» **Source extract**
+++
Bukoba Disabled Assistance Project (BUDAP) was established
in June 2005. It was the vision of its founders Raymond Mukwenda
and William O. Rutta, two local Tanzanian men, and Bart Lacroix,
a Dutch volunteer, to create an organization that would specifically
work with the survivors of polio. They realized many victims
of polio had a difficult time procuring work because employers
would give preference to people who are physically sound,
and have a secondary school education. Polio survivors in
Tanzania earn less than a dollar a day by doing casual work,
such as shoe repair or by begging for money.
Together, they hired a master drum maker
from Kagera in Tanzania, rented a workshop and began on-the-job
training for seven disabled people on how to make traditional
Tanzanian drums called ngoma. BUDAP's workforce has since
expanded to more than a dozen people.
BUDAP expanded their operations in June
2006 and started training and employing disabled women affected
by polio to produce handbags. As a team they run the BUDAP
workshop successfully. Today BUDAP's workforce also consists
of people with physical disabilities other than polio.
is short for poliomyelitis. The polio virus lives in the throat
and intestinal tract of infected persons. It is a disease
that can damage the nervous system and cause paralysis. Since
polio immunization has become widespread in the United States,
cases of polio are rare. However, polio remains a problem
in many parts of the world.
Before the availability of polio immunization,
polio was common worldwide. However, with strong immunization
programs and efforts to rid the world of polio, circulation
of polio viruses is limited to a decreasing number of countries.
The greatest risk is now in the Indian subcontinent and Africa.
+++
» **Entries supplied**
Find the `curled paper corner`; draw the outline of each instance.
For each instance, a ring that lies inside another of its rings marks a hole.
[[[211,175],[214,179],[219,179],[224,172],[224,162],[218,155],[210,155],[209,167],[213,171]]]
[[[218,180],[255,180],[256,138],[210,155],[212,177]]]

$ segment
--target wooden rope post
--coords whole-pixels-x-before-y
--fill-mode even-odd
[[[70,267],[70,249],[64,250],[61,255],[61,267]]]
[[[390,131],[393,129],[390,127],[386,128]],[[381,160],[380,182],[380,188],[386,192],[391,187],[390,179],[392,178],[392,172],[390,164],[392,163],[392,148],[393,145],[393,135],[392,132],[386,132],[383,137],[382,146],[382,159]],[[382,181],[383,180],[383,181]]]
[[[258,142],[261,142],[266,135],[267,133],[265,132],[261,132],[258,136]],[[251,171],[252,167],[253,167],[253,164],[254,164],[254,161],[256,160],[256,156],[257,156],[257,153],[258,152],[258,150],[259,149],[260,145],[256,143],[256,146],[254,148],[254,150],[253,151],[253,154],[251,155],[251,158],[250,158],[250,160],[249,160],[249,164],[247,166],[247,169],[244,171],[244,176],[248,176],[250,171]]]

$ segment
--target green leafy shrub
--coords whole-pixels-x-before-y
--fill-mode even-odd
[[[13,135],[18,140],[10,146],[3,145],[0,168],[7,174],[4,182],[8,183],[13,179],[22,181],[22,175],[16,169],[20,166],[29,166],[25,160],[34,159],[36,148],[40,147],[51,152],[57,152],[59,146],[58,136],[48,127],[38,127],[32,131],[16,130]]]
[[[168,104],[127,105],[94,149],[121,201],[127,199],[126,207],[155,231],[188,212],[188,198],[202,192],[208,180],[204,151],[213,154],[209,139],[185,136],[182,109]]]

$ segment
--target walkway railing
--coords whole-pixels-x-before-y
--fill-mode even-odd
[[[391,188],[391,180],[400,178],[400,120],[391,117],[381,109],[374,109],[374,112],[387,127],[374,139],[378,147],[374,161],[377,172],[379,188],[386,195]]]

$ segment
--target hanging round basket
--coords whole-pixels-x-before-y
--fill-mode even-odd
+++
» **What the task requires**
Could you copy the part of the BUDAP text that begins at the words "is short for" and stops after "of the world.", word for word?

» **Your solution**
is short for poliomyelitis. The polio virus lives in the throat
and intestinal tract of infected persons. It is a disease
that can damage the nervous system and cause paralysis. Since
polio immunization has become widespread in the United States,
cases of polio are rare. However, polio remains a problem
in many parts of the world.